#### DATA SECTION

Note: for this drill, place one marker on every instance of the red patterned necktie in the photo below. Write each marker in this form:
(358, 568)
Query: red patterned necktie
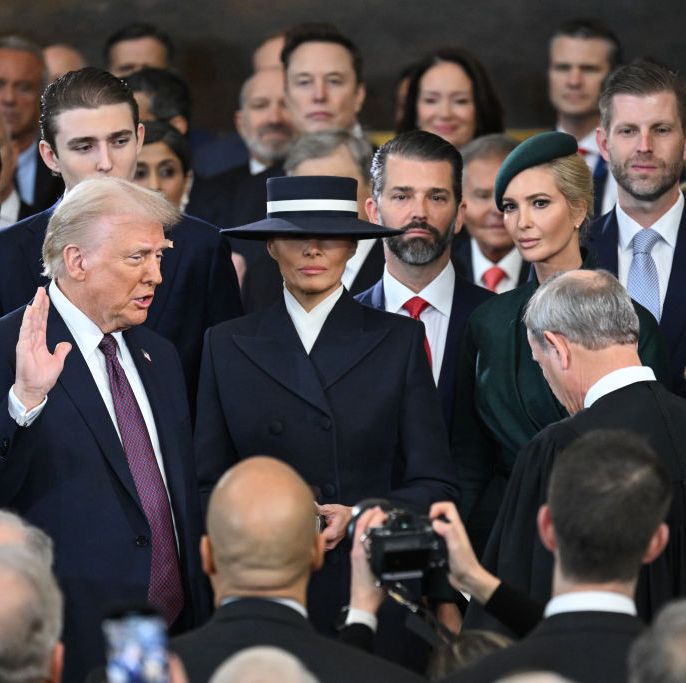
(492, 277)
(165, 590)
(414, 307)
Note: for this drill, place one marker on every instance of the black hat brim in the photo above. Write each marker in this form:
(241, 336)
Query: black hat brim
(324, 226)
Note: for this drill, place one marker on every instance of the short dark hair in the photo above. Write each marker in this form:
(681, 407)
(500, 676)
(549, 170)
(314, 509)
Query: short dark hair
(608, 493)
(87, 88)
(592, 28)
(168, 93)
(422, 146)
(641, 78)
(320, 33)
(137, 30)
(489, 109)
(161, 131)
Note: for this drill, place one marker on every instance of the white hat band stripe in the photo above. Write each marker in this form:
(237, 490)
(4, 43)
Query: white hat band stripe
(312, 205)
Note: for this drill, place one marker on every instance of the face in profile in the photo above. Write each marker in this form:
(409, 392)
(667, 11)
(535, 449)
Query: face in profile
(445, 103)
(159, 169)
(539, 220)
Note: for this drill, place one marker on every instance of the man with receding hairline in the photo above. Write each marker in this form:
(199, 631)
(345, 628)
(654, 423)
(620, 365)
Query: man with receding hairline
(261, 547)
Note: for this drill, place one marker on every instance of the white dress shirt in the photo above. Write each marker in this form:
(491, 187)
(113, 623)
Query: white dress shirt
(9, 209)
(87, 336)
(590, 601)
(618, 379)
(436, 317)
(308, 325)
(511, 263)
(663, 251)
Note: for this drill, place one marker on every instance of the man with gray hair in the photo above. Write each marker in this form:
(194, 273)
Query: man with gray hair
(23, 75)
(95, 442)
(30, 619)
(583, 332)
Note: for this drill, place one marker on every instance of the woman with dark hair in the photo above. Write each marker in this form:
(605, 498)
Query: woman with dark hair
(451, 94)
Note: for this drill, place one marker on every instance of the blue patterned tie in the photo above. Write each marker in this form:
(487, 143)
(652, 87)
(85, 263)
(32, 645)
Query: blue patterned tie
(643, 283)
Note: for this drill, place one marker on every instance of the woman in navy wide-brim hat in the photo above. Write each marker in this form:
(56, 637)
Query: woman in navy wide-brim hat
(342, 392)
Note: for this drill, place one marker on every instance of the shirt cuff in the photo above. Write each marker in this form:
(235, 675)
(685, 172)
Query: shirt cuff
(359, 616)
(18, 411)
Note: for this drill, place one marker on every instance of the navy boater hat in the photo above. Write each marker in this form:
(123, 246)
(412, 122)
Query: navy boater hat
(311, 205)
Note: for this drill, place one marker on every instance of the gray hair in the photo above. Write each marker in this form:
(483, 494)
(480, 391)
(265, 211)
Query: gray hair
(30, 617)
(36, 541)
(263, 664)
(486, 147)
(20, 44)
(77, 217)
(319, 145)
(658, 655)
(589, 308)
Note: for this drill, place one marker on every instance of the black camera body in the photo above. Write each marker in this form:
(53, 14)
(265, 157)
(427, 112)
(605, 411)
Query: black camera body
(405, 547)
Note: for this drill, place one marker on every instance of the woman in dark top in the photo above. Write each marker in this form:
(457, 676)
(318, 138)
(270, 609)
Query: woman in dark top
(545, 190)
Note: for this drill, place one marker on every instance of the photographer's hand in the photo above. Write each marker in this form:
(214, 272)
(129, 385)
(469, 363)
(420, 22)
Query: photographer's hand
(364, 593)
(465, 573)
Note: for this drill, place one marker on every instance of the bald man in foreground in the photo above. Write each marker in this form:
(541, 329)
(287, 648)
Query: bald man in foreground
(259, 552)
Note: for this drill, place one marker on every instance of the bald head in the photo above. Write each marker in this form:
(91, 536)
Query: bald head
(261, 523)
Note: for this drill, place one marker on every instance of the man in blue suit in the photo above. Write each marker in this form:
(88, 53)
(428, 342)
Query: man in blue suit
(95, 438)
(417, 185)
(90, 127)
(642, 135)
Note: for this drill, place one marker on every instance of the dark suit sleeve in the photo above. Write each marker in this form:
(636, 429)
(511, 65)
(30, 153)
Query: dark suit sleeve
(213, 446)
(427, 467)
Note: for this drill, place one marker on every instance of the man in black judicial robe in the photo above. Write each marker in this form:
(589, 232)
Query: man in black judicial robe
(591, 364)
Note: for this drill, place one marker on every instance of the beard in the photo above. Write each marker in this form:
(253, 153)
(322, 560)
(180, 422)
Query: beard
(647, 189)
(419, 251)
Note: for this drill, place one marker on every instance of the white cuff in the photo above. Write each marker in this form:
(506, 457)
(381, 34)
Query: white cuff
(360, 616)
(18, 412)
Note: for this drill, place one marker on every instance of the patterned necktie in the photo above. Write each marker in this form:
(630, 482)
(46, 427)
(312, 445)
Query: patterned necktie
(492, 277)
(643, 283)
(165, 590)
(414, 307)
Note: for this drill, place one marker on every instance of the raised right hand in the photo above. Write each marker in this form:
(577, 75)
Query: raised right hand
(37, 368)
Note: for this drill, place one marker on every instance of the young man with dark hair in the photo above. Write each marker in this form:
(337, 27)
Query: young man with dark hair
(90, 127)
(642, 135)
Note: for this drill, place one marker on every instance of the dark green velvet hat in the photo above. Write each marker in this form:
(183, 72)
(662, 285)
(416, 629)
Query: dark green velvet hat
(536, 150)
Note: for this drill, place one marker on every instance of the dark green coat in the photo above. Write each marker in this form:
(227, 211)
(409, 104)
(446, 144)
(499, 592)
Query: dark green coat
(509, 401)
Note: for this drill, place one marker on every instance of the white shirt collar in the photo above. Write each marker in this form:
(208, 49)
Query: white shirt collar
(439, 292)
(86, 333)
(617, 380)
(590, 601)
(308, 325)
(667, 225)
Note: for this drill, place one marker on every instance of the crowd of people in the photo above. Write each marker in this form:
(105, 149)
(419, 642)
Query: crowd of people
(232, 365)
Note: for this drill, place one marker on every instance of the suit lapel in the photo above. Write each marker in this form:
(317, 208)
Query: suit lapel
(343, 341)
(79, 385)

########

> _PROBLEM DESCRIPTION_: Scale down the stretch of items from the line containing "of the crowd" through the end of the items, and give all of those lines again, requests included. Multiply every coordinate in the answers by 0.55 and round it to a whole number, rounding halves up. Leave the requests and their sample coordinates unchanged.

> _TASK OUTPUT_:
Note: for this drill, place one marker on every instance of the crowd of people in the photo above. Write each marker in this form:
(105, 149)
(419, 642)
Query: crowd of people
(128, 201)
Note: for this drill, place one marker on every instance of the suit lapel in the photo above. Write each marker in this form:
(317, 208)
Query: suit lapel
(189, 188)
(43, 212)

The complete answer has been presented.